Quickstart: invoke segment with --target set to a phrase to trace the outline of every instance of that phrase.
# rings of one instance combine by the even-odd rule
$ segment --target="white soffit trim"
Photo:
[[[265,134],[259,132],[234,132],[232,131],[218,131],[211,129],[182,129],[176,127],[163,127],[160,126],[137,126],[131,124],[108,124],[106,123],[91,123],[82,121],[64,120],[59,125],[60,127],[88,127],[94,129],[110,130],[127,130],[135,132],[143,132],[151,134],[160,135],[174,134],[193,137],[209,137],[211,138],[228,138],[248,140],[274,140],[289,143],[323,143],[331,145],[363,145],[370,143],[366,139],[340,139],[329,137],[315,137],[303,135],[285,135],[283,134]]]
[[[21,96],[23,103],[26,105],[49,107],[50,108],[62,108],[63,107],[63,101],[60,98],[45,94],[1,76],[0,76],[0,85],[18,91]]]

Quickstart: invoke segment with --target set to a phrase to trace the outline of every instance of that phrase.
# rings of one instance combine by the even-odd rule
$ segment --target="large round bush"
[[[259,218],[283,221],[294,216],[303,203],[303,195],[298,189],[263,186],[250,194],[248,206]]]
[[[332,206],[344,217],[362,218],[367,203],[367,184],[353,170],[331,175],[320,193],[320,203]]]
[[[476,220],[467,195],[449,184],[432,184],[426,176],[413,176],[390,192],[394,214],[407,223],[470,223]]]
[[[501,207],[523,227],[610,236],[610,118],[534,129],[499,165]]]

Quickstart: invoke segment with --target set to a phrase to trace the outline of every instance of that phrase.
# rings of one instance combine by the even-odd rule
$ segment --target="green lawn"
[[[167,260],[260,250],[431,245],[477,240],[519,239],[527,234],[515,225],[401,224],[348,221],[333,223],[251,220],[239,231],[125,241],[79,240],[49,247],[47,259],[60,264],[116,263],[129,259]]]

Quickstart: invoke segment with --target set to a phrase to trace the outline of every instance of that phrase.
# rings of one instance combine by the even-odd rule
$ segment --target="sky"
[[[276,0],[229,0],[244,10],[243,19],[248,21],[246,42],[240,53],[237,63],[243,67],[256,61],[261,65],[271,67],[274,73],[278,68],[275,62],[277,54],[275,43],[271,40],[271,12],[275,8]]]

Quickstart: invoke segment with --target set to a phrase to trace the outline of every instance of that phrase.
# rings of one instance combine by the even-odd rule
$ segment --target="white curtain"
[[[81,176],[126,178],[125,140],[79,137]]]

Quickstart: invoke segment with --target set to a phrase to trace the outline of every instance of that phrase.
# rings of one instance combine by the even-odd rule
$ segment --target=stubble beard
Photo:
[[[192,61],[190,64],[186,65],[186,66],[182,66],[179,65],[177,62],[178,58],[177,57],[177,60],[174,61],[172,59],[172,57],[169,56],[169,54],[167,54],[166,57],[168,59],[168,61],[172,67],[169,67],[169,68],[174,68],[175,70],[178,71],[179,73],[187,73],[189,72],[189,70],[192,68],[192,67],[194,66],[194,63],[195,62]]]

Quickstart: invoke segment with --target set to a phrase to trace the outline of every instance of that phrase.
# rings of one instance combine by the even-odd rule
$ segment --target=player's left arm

◆ Exercise aim ◆
Return each line of the records above exactly as it reads.

◆ Output ◆
Quickstart: invoke segment with --target set to a phrase to trace the outline of every instance of that phrase.
# rings of one instance combine by the even-odd rule
$ segment --target="white soffit trim"
Photo:
[[[265,134],[259,132],[234,132],[232,131],[218,131],[211,129],[182,129],[176,127],[163,127],[160,126],[137,126],[131,124],[108,124],[106,123],[91,123],[82,121],[64,120],[59,125],[60,127],[88,127],[94,129],[110,130],[127,130],[135,132],[143,132],[151,134],[160,135],[174,134],[193,137],[209,137],[211,138],[228,138],[248,140],[274,140],[289,143],[323,143],[331,145],[363,145],[370,143],[366,139],[340,139],[329,137],[315,137],[303,135],[285,135],[283,134]]]
[[[21,96],[23,103],[26,105],[49,107],[50,108],[62,108],[63,107],[63,101],[60,98],[45,94],[1,76],[0,76],[0,85],[18,91]]]

Quickstart: invoke segment with --target set to a phrase to trace the outline of every instance of that phrase.
# rings of one instance combine by the even-odd rule
$ segment --target="large round bush"
[[[259,218],[283,221],[294,216],[303,203],[303,195],[298,189],[263,186],[250,194],[248,206]]]
[[[332,206],[344,217],[362,218],[367,203],[367,184],[353,170],[331,175],[320,193],[320,203]]]
[[[476,220],[467,195],[449,184],[432,184],[426,176],[413,176],[390,192],[394,214],[407,223],[470,223]]]
[[[501,207],[523,227],[610,236],[610,118],[534,129],[499,165]]]

Quickstart: invoke segment with --target set to a phrase to trace the outline of every instance of that phrase.
# rings of one instance combine by the even-odd rule
$ segment --target="green lawn"
[[[167,260],[260,250],[431,245],[477,240],[519,239],[527,234],[515,225],[401,224],[348,221],[333,223],[251,220],[239,231],[125,241],[79,240],[49,247],[47,259],[60,264],[116,263],[129,259]]]

Quickstart: invoke segment with --target set to a phrase to trace the outline of every instance of that phrase.
# rings of one instance combine by the even-odd rule
$ segment --target="sky"
[[[276,0],[229,0],[244,10],[243,19],[248,21],[246,42],[240,53],[237,63],[243,67],[256,61],[261,65],[271,67],[274,73],[278,68],[275,62],[277,54],[275,43],[271,40],[271,12],[275,8]]]

Quickstart: invoke segment with --target set to a phrase to trace the outline of every instance of that phrase.
# rings of one instance combine by the even-odd rule
$ segment --target="white curtain"
[[[81,176],[126,178],[125,140],[79,137]]]

Quickstart: invoke segment with --target set to a phrase to trace the outline of every instance of that phrase.
# rings of one instance combine by the even-odd rule
$ segment --target=stubble beard
Photo:
[[[192,61],[190,64],[186,65],[186,66],[182,66],[179,65],[177,62],[178,58],[177,57],[177,60],[174,61],[172,59],[172,57],[169,56],[169,54],[167,54],[166,57],[168,59],[168,61],[172,67],[169,67],[169,68],[174,68],[175,70],[178,71],[179,73],[187,73],[189,72],[189,70],[192,68],[192,67],[194,66],[194,63],[195,62]]]

Quickstart: invoke segment with --target set to a phrase to trace the outline of every instance of that phrase.
# rings of one instance combine by the even-odd rule
$ segment --target=player's left arm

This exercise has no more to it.